(Records for the task)

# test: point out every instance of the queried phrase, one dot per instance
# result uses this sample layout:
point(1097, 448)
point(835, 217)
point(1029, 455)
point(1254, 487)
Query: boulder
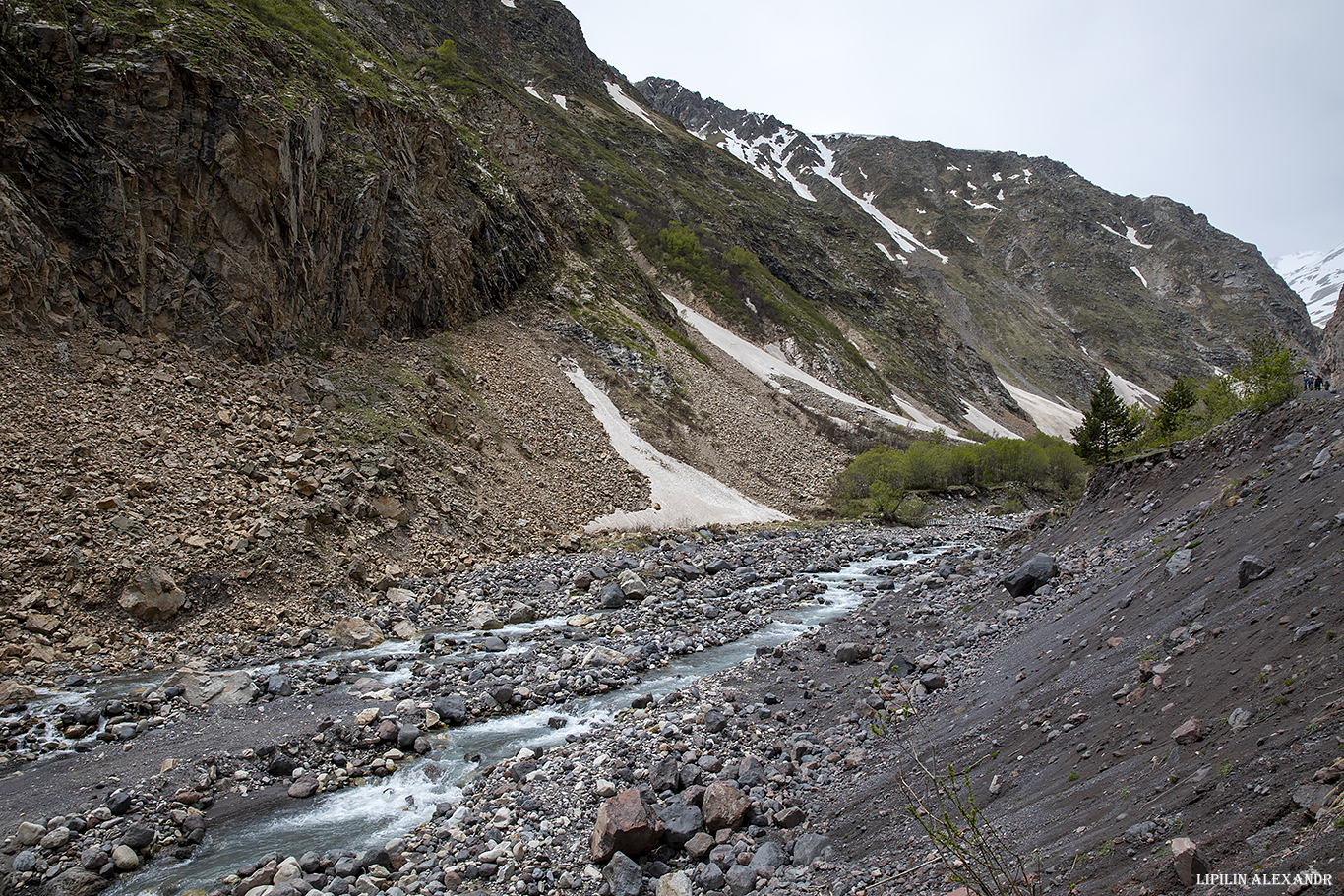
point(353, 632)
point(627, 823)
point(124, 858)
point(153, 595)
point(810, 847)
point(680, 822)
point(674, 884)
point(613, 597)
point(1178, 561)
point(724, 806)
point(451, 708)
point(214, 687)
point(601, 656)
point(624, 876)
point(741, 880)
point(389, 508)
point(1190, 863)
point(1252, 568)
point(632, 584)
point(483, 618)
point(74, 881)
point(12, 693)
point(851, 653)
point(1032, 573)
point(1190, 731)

(End Records for the task)
(Records for the task)

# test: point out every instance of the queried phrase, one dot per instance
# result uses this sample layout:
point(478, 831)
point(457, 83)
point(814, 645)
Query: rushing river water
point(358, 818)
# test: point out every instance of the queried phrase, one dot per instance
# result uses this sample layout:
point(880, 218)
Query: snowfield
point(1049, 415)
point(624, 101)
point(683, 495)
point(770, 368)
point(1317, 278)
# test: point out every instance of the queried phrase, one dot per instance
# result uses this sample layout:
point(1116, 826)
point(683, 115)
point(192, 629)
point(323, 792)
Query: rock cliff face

(End Records for the task)
(Records for the task)

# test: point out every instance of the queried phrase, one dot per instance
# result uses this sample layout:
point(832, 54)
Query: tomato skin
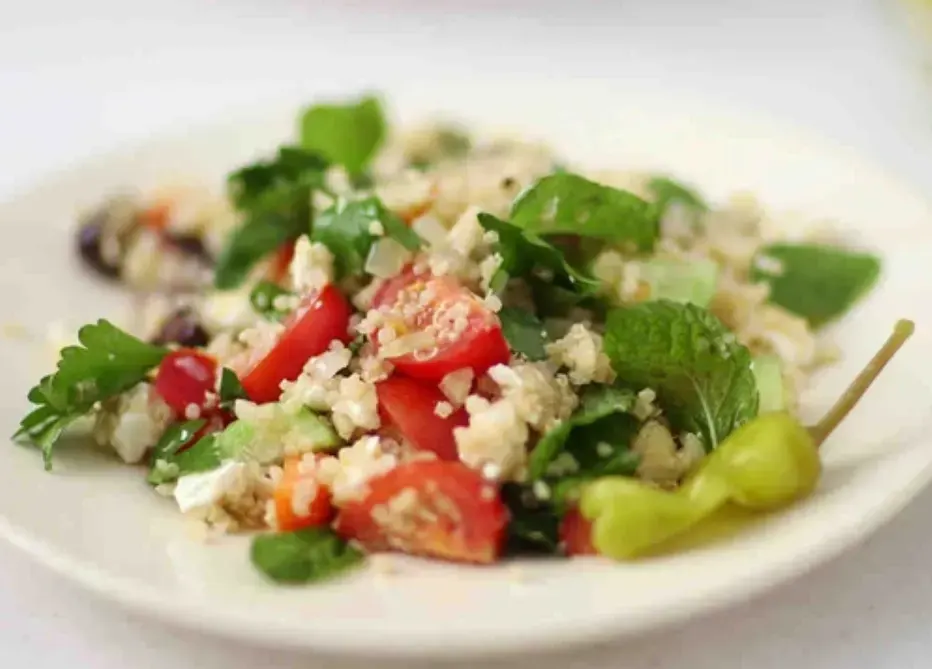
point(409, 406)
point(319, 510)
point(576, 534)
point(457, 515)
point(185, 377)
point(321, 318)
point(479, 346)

(End Records for the task)

Task requirements: Starting at the line above that contains "Query: snowfield", write out each line exactly until the line that contains "Query: rock cliff face" has been written, and stop there.

Reply to the task:
Query: snowfield
point(1049, 415)
point(624, 101)
point(683, 495)
point(770, 368)
point(1317, 278)
# test: point out every instance of the queried phrase, one dot per instance
# result uses this sample layout:
point(1116, 826)
point(683, 115)
point(192, 629)
point(323, 792)
Query: rock cliff face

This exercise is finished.